===== SELECTED EXTRACT
What should I do if I’m approached by an unfriendly looking dog?
There is no simple answer, nor set formula to solve the problem of unfriendly dogs. However, most dogs tend to conform to predictable rules of behaviour. This information may help you to avoid trouble:
- Even friendly dogs will bark at you, as it is their job to defend their territory. Others will see you as a threat to themselves or their handler when out walking.
- Do not allow children to approach dogs they do not know. You can never be sure. Ensure that children do not poke the dog’s eyes or pull its hair etc. A dog only has one way to say “I’ve had enough”, and that is to snarl or bite.
- Talk to the dog in a firm but friendly voice and if it approaches in a friendly way – no snarl or hackles up – stand still to allow the dog to sniff you, keeping your hands clear until you feel confident.
- As you get closer the dog, look at how it reacts to you. If it stays put or backs off, it probably regards you as a dominant intruder and will be too scared to attack. If it walks or runs towards you with its tail wagging in a low position it is probably friendly and unlikely to bite you. Never run past a strange dog. This may make it chase you and you could get bitten as a result.
- Always walk or back away slowly, facing the dog as you do so – until you are sure you are safe.
- Show no fear. A dog can detect fear. Keep calm, walk away slowly and speak firmly to the dog.
- Don’t stare. Staring is a threat – a dog may read it as a challenge and attack.
==========
===== DATA EXCERPT
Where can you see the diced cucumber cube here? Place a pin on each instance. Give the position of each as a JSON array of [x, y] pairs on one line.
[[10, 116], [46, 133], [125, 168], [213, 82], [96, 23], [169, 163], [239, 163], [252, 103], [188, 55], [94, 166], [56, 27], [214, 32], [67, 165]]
==========
TASK SET »
[A] Copy out the advice on unfriendly dogs, everything from "- As you get" down to "as a result.", with "intruder" changed to "trespasser".
[B] Write what comes next in the advice on dealing with unfriendly dogs, starting after its final point.

REPLIES »
[A]
- As you get closer the dog, look at how it reacts to you. If it stays put or backs off, it probably regards you as a dominant trespasser and will be too scared to attack. If it walks or runs towards you with its tail wagging in a low position it is probably friendly and unlikely to bite you. Never run past a strange dog. This may make it chase you and you could get bitten as a result.

[B]
Please remember that dogs rarely attack, so don’t be over anxious of every dog that you meet. Behave in a friendly and confident manner and you will help lessen their fear.
My dog has been attacked by another dog – what can be done about it?
Unless a member of the public was at risk, this is a civil matter between you and the owner of the other dog concerned. We would recommend that you may seek advice from the Citizen Advice Bureau in the first instance.
I’ve been bitten by a dog – what should I do?
Under the 1991 Dangerous Dogs Act, an offence could be committed if a dog is dangerously out of control in a public place. Even if it is not in a public place, but in a place where the dog is not permitted to be and it bites someone, or frightens someone, the owner could still be prosecuted. In this instance you should contact Sussex Police (Dangerous Dog Officer). It is important to obtain medical help if the bite is serious, especially if your anti tetanus inoculation is out of date (a booster is normally required every ten years).
What is a dangerous dog?
The following dogs, and also cross-bred pit-bulls, are considered to be dangerous dogs under the Dangerous Dogs Act 1991:
- Pit Bull Terrier
- Japanese Tosa
- Dogo Argentino
- Fila Brasileiro
It is illegal to possess such a dog without a certificate of exemption, which is granted once the dog is neutered, insured, and has a micro-chip implant. These dogs cannot be in a public place without being muzzled and being securely kept on a lead by a person who is not less than 16 years old.
Does my dog need to wear a collar and tag?
Yes – under the Control of Dogs Order of 1992, every dog (subject to few exceptions), while in a public place, must wear a collar with the name and address of its owner inscribed upon it or on a plate or badge attached to it.
Do I have to keep my dog on a lead?
As a responsible dog owner you are obliged to keep your dog under control at all times. Depending on your dog this may include keeping him on a lead.
Are there any areas where I can’t take my dog?
Dogs are banned under local bylaws from all of the Council’s fenced children’s play areas. Failure to comply with these bylaws is a criminal offence, the maximum fine upon conviction is currently £500.